→ **GIVEN PASSAGE**
+++++
Posted on: February 23, 2023 Posted by: Glacier Staff Comments: 0

Graphic by Emily Stephens

By Thalia Rivera, Features Editor

If you’ve been feeling a bit unmotivated or more fatigued than normal, you’re not alone.

You may have seasonal affective disorder, a condition that causes drowsiness and fatigue to linger later in the day. 

Typically, melatonin levels rise in the winter to accommodate for longer nights, causing a natural decrease in what MV counselor Sara Levi described as “the feeling of bandwidth in your body.” 

Melatonin peaking later in the day can cause SAD, “a subtype of depression” that “tends to occur when sunlight is at its lowest,” according to MV psychopathology professor Amy Williamson. 

This situation could lead to a reduction in productivity and issues falling asleep at night, creating a cycle of exhaustion and lowered productivity that can serve to intensify depressive symptoms. 

Graphic by James Landgraf
Exercise and light therapy are a couple ways of coping with seasonal affective disorder.

Williamson emphasized that despite winter-pattern SAD being most common, it also occurs in the summer months. The sunshine and good weather can make students’ symptoms feel worse, instead of better.
+++++
→ **EXERCISE TASKS**
A) In the article on seasonal affective disorder, condense the paragraph beginning "Williamson emphasized that despite" into one shorter sentence that keeps its main facts.
B) What position does Amy Williamson hold at MV, according to the article on seasonal affective disorder?

→ **SUPPLIED INFORMATION**
+++++
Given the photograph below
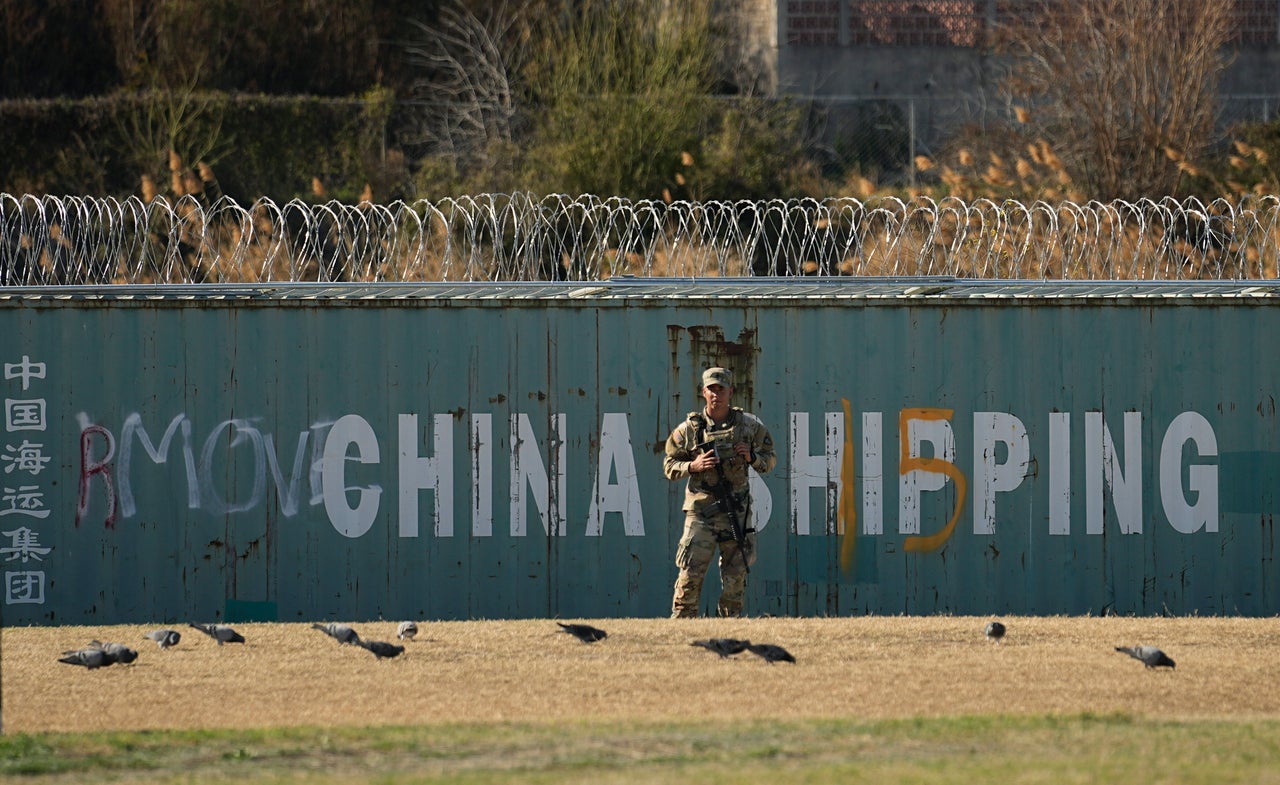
+++++
→ **RESULTS OF THE TASKS**
A) Williamson noted that SAD, though most common in winter, also occurs in summer, when sunshine and good weather can worsen students' symptoms.

B) She is a psychopathology professor.